* ATIVIDADE 1 *
Segundo o texto sobre a obra de Sant’Anna, qual gênero o próprio escritor reconhecia como seu métier principal?
* ATIVIDADE 2 *
Prossiga o texto sobre a obra de Sant’Anna a partir de sua última frase.
== TEXTO PARA LEITURA ==
Acostumado a distinções e reconhecimentos críticos, Sant’Anna continuou criando até o fim da vida, nos seus textos ficcionais, uma ambientação sensual para reflexões profundas que encontra poucos paralelos na literatura brasileira contemporânea. A proliferação de sua escrita contrasta com a construção da frase em seus textos, pensada como elemento estético-político, sempre tratada com elegância mesmo na ativa participação do escritor nas redes sociais.

Profundamente interessada pelo mundo ao seu redor, bem como a histórias do passado, e situada numa geografia tipicamente brasileira, carioca, a obra de Sant’Anna se volta para os conflitos íntimos dos seus variados personagens, colocando-os em confronto com a sociedade, tornando-se assim universais. Incansável, o escritor sempre buscou novos caminhos, mantendo em sua obra a coerência de um universo particular.

Sua tendência à experimentação formal é facilmente detectada no trânsito que sua obra mantinha com diversos gêneros, embora ele mesmo reconhecesse no conto o seu métier principal. “Me dou melhor com formas mais breves”, disse o escritor num encontro com leitores em Curitiba, há 10 anos. “Tenho muito mais tendência à narrativa curta do que ao romance. No romance, existe uma vocação. Tem gente que é romancista quase que nato. Tem gente que cria, que puxa aqueles fios da meada, por exemplo, a saga de uma família inteira, que encontra personagens secundários desenvolvidos. Comigo é o contrário, tenho uma tendência à concentração. Inclusive, tem uma coisa que eu sei explicar: o conto me permite experimentar mais. Eu gosto de ser lido – não é experimentação no sentido de tornar o livro absolutamente ilegível. É experimentação no sentido de procurar formas novas para cada livro.”
===
== MATERIAL FORNECIDO ==
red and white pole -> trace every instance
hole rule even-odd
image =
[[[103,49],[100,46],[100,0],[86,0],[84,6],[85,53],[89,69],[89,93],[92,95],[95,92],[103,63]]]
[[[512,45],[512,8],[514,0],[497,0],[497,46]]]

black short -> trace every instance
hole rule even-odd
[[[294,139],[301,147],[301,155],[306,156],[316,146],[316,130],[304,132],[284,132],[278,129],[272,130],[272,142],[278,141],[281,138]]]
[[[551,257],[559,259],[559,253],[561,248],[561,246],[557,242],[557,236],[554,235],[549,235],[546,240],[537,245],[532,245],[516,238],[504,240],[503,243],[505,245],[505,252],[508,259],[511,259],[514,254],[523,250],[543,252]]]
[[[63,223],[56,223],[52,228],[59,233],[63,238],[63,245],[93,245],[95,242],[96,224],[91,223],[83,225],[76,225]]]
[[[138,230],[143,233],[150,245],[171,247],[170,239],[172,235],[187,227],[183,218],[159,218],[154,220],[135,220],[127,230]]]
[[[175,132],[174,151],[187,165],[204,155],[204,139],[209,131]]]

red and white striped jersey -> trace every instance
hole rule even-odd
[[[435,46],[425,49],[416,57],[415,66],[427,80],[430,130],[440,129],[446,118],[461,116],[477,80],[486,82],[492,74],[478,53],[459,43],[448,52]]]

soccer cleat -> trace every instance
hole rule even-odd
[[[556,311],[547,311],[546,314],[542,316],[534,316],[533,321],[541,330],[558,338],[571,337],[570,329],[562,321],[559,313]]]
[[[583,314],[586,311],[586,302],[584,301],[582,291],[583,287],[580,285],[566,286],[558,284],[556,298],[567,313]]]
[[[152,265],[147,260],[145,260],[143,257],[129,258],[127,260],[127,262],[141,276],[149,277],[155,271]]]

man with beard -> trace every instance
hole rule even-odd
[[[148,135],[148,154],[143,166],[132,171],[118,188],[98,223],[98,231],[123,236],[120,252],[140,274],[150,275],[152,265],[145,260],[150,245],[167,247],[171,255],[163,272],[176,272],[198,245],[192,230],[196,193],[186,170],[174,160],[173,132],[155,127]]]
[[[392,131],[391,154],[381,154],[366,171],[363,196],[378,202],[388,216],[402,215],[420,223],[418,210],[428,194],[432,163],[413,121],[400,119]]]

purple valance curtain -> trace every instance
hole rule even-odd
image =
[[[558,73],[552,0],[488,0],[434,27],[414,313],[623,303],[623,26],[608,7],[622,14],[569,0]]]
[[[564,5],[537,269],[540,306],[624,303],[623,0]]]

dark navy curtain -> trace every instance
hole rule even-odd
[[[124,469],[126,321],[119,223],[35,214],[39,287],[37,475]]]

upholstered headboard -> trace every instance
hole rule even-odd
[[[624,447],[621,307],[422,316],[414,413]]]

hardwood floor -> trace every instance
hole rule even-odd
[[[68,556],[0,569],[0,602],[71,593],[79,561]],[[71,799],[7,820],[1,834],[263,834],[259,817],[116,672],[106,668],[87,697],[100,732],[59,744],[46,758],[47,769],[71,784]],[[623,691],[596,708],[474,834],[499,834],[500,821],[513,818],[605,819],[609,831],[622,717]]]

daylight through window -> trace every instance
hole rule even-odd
===
* RESPOSTA 1 *
O conto.

* RESPOSTA 2 *
Mais recentemente, porém, ele demonstrava inquietação com a definição “conto”, preferindo em seu lugar a palavra “narrativas”.

Seus narradores, seguindo a coerência, têm plena consciência da própria condição de narrar, estabelecendo assim desde o primeiro plano narrativo uma metalinguagem que coloca em jogo sempre as representações da realidade, e não a realidade em si, atribuindo sofisticação à sua literatura.

Um dos exemplos dessa constatação é Um Crime Delicado (1997, vencedor do Jabuti de 98), romance em formato de desabafo, escrito por um crítico de teatro, encenado como peça, trabalhado como crítica. Antonio Martins é um crítico que se envolve em um processo criminal após o seu envolvimento com Ines, uma mulher manca que causa nele uma profunda impressão. O seu desabafo, que é então a narrativa, é a sua versão dos fatos. Ao colocar o narrador no papel do crítico, Sant’Anna cria um romance em que o crítico, no lugar de avaliar, é avaliado, gerando um curto circuito de alta voltagem narrativa.

Rio

Torcedor dedicado do Fluminense, o escritor também foi um dos responsáveis por inserir o futebol no contexto da literatura brasileira, em diversos contos, como Páginas Sem Glória, do livro de mesmo nome em 2012.

O escritor gostava de citar, em textos ficcionais e nas entrevistas, sua “experiência mineira”, quando ele viveu 12 anos em Belo Horizonte, mas o Rio de Janeiro acabou sendo sua principal morada, real e literária. Em um dos contos do seu último livro publicado em vida, Anjo Noturno (2017), o narrador lê Proust ao som dos “tiros de grosso calibre”.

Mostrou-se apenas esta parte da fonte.